→ Exercise instructions
Rewrite the listing below so that every occurrence of "own line" reads "separate line", and leave everything else unchanged.

— Start —

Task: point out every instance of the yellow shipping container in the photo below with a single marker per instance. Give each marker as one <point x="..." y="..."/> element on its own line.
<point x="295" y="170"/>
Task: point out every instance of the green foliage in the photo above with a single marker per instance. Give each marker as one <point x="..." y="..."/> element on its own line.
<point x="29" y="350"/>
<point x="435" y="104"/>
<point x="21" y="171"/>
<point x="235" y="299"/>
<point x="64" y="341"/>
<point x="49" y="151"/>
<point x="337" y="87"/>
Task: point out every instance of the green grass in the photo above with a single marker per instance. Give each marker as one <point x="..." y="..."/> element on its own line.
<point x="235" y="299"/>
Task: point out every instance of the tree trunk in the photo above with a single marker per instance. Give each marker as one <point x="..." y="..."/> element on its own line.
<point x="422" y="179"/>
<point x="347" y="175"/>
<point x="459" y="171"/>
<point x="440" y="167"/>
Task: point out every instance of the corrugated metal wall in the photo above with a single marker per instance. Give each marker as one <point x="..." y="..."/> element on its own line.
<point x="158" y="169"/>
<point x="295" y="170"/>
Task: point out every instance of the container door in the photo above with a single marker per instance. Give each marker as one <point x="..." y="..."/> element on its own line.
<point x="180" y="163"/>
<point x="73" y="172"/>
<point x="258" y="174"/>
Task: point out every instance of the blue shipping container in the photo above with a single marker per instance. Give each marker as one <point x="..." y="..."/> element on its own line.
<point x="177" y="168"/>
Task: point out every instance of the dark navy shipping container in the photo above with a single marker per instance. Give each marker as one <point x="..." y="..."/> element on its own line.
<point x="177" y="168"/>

— End —

→ Exercise solution
Task: point out every instance of the yellow shipping container in the photo below with a single marker per instance. Give each marker as one <point x="..." y="..."/> element on its separate line.
<point x="295" y="170"/>
Task: point out every instance of the green foliage in the photo above with a single marker per instance. Give each marker as one <point x="..." y="..."/> element on its separate line.
<point x="29" y="350"/>
<point x="435" y="104"/>
<point x="21" y="171"/>
<point x="235" y="299"/>
<point x="64" y="341"/>
<point x="49" y="151"/>
<point x="337" y="87"/>
Task: point out every instance of the green grass in the photo above with a single marker per instance. Give each marker as one <point x="..." y="..."/> element on its separate line.
<point x="235" y="299"/>
Task: point out every instance of the tree trunk in the photo above with a single marker per instance. Give each marker as one <point x="..." y="..."/> element on its separate line.
<point x="422" y="179"/>
<point x="347" y="175"/>
<point x="459" y="171"/>
<point x="440" y="167"/>
Task: point out every instance of the corrugated metal wall in the photo above with a single marker per instance. Give each marker as one <point x="..." y="..."/> element on its separate line.
<point x="158" y="169"/>
<point x="295" y="170"/>
Task: point out every instance of the container door in the photo above with a single marker per instance. Give each marker as one <point x="..." y="..."/> element on its separate line.
<point x="180" y="163"/>
<point x="73" y="172"/>
<point x="258" y="174"/>
Task: point out every instance of the blue shipping container in the photo above with a single marker per instance. Give each marker as one <point x="..." y="..."/> element on its separate line.
<point x="177" y="168"/>
Task: point out every instance of the dark navy shipping container in the photo above with a single marker per instance. Give each marker as one <point x="..." y="..."/> element on its separate line.
<point x="177" y="168"/>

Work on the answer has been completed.